* Records supplied
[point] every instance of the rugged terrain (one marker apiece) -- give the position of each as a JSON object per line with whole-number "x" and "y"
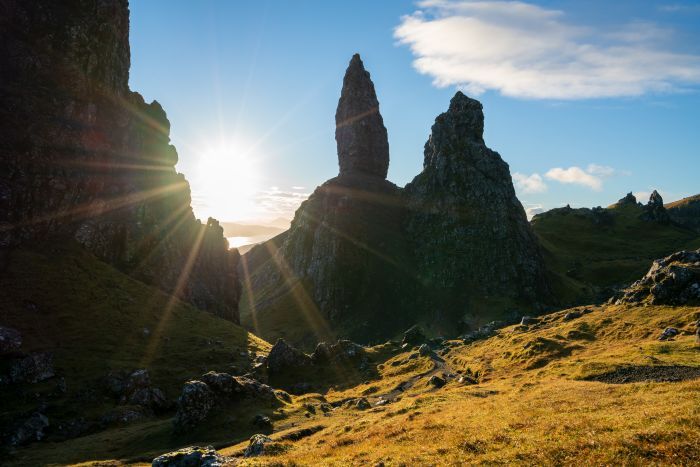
{"x": 365, "y": 259}
{"x": 85, "y": 159}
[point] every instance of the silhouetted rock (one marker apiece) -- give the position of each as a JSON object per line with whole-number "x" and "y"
{"x": 32, "y": 368}
{"x": 285, "y": 358}
{"x": 628, "y": 200}
{"x": 470, "y": 235}
{"x": 359, "y": 129}
{"x": 674, "y": 280}
{"x": 654, "y": 210}
{"x": 222, "y": 390}
{"x": 257, "y": 445}
{"x": 85, "y": 159}
{"x": 193, "y": 456}
{"x": 10, "y": 340}
{"x": 31, "y": 429}
{"x": 364, "y": 259}
{"x": 686, "y": 212}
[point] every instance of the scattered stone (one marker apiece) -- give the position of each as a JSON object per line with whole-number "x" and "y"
{"x": 654, "y": 210}
{"x": 668, "y": 334}
{"x": 10, "y": 340}
{"x": 31, "y": 429}
{"x": 262, "y": 421}
{"x": 437, "y": 381}
{"x": 528, "y": 320}
{"x": 573, "y": 315}
{"x": 673, "y": 280}
{"x": 362, "y": 404}
{"x": 425, "y": 351}
{"x": 257, "y": 445}
{"x": 414, "y": 336}
{"x": 194, "y": 405}
{"x": 33, "y": 368}
{"x": 285, "y": 358}
{"x": 193, "y": 456}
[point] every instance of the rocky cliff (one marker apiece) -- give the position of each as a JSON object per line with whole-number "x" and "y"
{"x": 365, "y": 259}
{"x": 83, "y": 158}
{"x": 686, "y": 212}
{"x": 342, "y": 268}
{"x": 472, "y": 243}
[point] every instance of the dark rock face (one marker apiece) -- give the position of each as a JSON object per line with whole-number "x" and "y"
{"x": 471, "y": 238}
{"x": 285, "y": 358}
{"x": 364, "y": 259}
{"x": 199, "y": 397}
{"x": 674, "y": 280}
{"x": 83, "y": 158}
{"x": 629, "y": 199}
{"x": 193, "y": 456}
{"x": 686, "y": 212}
{"x": 654, "y": 210}
{"x": 10, "y": 340}
{"x": 360, "y": 133}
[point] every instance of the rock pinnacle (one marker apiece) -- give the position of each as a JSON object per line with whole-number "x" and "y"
{"x": 360, "y": 133}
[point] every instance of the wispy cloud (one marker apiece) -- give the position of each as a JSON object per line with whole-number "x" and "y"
{"x": 279, "y": 203}
{"x": 527, "y": 51}
{"x": 575, "y": 175}
{"x": 529, "y": 183}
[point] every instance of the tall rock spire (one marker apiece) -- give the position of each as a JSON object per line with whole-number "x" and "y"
{"x": 360, "y": 133}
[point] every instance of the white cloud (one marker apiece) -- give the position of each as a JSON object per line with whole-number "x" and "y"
{"x": 529, "y": 183}
{"x": 575, "y": 175}
{"x": 527, "y": 51}
{"x": 600, "y": 170}
{"x": 533, "y": 210}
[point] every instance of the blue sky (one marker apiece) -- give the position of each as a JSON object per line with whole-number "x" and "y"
{"x": 585, "y": 100}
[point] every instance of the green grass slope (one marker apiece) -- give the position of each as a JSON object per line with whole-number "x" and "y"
{"x": 544, "y": 396}
{"x": 585, "y": 256}
{"x": 94, "y": 319}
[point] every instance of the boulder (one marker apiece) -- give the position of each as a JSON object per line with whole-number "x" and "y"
{"x": 31, "y": 429}
{"x": 285, "y": 358}
{"x": 668, "y": 334}
{"x": 654, "y": 210}
{"x": 10, "y": 340}
{"x": 437, "y": 381}
{"x": 32, "y": 368}
{"x": 414, "y": 336}
{"x": 194, "y": 405}
{"x": 193, "y": 456}
{"x": 673, "y": 280}
{"x": 256, "y": 447}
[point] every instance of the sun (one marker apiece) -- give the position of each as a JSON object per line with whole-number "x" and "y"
{"x": 228, "y": 180}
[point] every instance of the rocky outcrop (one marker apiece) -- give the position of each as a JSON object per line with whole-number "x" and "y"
{"x": 342, "y": 269}
{"x": 364, "y": 259}
{"x": 686, "y": 212}
{"x": 83, "y": 158}
{"x": 674, "y": 280}
{"x": 628, "y": 200}
{"x": 654, "y": 210}
{"x": 193, "y": 456}
{"x": 212, "y": 390}
{"x": 359, "y": 129}
{"x": 471, "y": 239}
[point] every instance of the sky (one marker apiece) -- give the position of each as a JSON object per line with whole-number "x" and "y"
{"x": 585, "y": 100}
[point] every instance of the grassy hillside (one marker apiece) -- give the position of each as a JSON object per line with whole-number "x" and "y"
{"x": 537, "y": 400}
{"x": 587, "y": 253}
{"x": 94, "y": 320}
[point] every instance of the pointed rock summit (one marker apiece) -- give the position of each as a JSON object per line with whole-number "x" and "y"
{"x": 365, "y": 260}
{"x": 359, "y": 129}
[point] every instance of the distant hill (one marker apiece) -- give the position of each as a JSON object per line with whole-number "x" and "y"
{"x": 590, "y": 252}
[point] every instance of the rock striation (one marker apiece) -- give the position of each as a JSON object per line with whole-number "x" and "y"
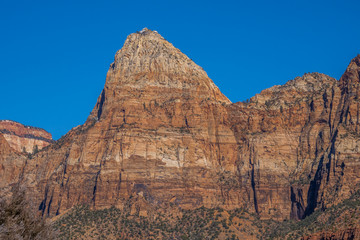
{"x": 161, "y": 133}
{"x": 24, "y": 138}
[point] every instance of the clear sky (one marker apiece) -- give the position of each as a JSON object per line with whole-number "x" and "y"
{"x": 54, "y": 55}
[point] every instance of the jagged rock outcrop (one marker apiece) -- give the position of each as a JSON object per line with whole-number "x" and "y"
{"x": 11, "y": 165}
{"x": 24, "y": 138}
{"x": 162, "y": 133}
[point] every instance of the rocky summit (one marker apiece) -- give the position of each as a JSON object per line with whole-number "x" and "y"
{"x": 163, "y": 136}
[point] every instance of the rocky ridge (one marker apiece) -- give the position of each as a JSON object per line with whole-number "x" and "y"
{"x": 24, "y": 138}
{"x": 161, "y": 134}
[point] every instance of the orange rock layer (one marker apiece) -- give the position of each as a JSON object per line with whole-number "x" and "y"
{"x": 24, "y": 138}
{"x": 161, "y": 132}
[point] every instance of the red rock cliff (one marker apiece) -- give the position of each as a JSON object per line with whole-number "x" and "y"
{"x": 22, "y": 137}
{"x": 162, "y": 132}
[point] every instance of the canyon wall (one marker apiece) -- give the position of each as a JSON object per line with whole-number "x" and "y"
{"x": 161, "y": 133}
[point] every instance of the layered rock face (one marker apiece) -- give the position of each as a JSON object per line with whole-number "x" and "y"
{"x": 162, "y": 133}
{"x": 11, "y": 165}
{"x": 24, "y": 138}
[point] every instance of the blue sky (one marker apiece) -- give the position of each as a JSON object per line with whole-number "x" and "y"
{"x": 54, "y": 55}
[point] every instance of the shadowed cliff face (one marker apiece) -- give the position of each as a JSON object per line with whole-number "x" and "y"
{"x": 11, "y": 165}
{"x": 162, "y": 133}
{"x": 24, "y": 138}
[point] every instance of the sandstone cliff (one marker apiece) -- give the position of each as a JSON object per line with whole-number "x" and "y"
{"x": 11, "y": 165}
{"x": 162, "y": 133}
{"x": 24, "y": 138}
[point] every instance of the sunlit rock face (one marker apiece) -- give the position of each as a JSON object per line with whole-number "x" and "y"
{"x": 162, "y": 133}
{"x": 24, "y": 138}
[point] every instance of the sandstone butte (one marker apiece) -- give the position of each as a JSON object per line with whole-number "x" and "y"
{"x": 24, "y": 138}
{"x": 161, "y": 132}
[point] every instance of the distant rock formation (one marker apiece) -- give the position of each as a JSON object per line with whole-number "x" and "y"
{"x": 162, "y": 133}
{"x": 24, "y": 138}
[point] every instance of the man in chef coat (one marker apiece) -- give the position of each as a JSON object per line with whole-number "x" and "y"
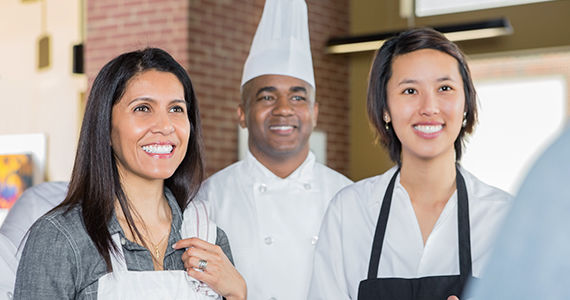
{"x": 271, "y": 203}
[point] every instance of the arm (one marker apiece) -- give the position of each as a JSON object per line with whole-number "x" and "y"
{"x": 219, "y": 273}
{"x": 328, "y": 279}
{"x": 47, "y": 269}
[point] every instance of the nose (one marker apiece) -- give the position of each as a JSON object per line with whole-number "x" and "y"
{"x": 162, "y": 124}
{"x": 282, "y": 107}
{"x": 429, "y": 104}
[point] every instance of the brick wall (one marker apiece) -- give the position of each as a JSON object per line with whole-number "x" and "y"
{"x": 211, "y": 38}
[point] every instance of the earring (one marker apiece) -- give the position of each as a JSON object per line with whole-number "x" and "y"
{"x": 386, "y": 121}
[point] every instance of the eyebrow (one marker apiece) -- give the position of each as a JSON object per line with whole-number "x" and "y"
{"x": 149, "y": 99}
{"x": 295, "y": 89}
{"x": 265, "y": 89}
{"x": 408, "y": 81}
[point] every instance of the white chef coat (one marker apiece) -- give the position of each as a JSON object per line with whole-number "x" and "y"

* Work instruction
Write out only the lines from the one containing "[point] every instance of the eyebrow" through the end of the listing above, exactly as they stand.

* Exercise result
[point] every instance of the eyebrow (one marker apiece) -- give the position of each as a JSON object per line with whole-number "x" and "y"
{"x": 149, "y": 99}
{"x": 295, "y": 89}
{"x": 265, "y": 89}
{"x": 408, "y": 81}
[point] every instance of the white chef coat (one marker apiece) -- give the position of each as a JSON object per line with whole-number "x" and "y"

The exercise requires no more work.